--- TASK MATERIAL ---
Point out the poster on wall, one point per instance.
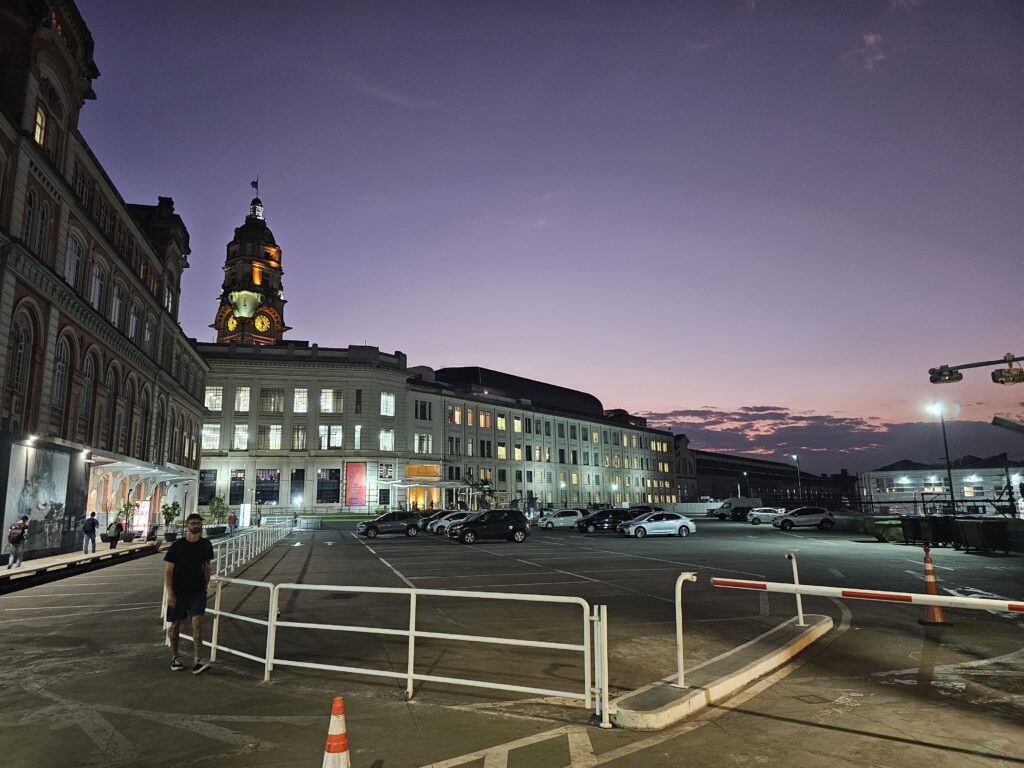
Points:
(37, 486)
(355, 483)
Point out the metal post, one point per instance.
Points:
(792, 557)
(688, 576)
(412, 645)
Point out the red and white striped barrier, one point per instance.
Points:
(974, 603)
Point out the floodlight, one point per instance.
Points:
(945, 375)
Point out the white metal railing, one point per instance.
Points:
(593, 684)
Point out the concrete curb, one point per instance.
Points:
(663, 704)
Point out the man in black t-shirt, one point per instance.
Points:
(189, 564)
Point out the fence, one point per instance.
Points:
(592, 648)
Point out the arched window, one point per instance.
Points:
(29, 229)
(58, 394)
(73, 260)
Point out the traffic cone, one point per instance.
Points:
(933, 613)
(336, 751)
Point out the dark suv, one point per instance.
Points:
(390, 522)
(603, 519)
(510, 524)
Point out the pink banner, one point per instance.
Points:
(355, 483)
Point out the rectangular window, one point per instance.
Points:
(207, 485)
(298, 485)
(267, 485)
(211, 437)
(332, 401)
(328, 485)
(271, 400)
(214, 399)
(237, 488)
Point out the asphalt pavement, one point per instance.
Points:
(87, 674)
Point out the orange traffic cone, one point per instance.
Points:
(933, 613)
(336, 752)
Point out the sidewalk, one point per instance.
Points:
(41, 569)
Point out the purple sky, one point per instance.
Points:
(707, 211)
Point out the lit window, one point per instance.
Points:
(242, 399)
(211, 436)
(214, 399)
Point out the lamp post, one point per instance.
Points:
(936, 408)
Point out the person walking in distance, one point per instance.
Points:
(17, 535)
(89, 534)
(189, 565)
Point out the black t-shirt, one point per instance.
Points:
(188, 558)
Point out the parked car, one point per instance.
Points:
(389, 522)
(441, 523)
(657, 523)
(510, 524)
(562, 518)
(603, 519)
(759, 515)
(803, 516)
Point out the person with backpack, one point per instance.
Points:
(17, 535)
(114, 532)
(89, 534)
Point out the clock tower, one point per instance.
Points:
(252, 302)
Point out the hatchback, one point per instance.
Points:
(805, 516)
(510, 524)
(603, 519)
(657, 523)
(389, 522)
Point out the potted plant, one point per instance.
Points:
(170, 513)
(217, 510)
---
WORK ORDER> All lines from the one with "Point out the hatchback, one" to the end of the records must be set down exactly. Skip every line before it.

EXERCISE OUTPUT>
Point out the hatchback, one point per instance.
Points:
(805, 516)
(510, 524)
(603, 519)
(657, 523)
(389, 522)
Point out the potted plant, one point per instance.
Points:
(170, 513)
(217, 510)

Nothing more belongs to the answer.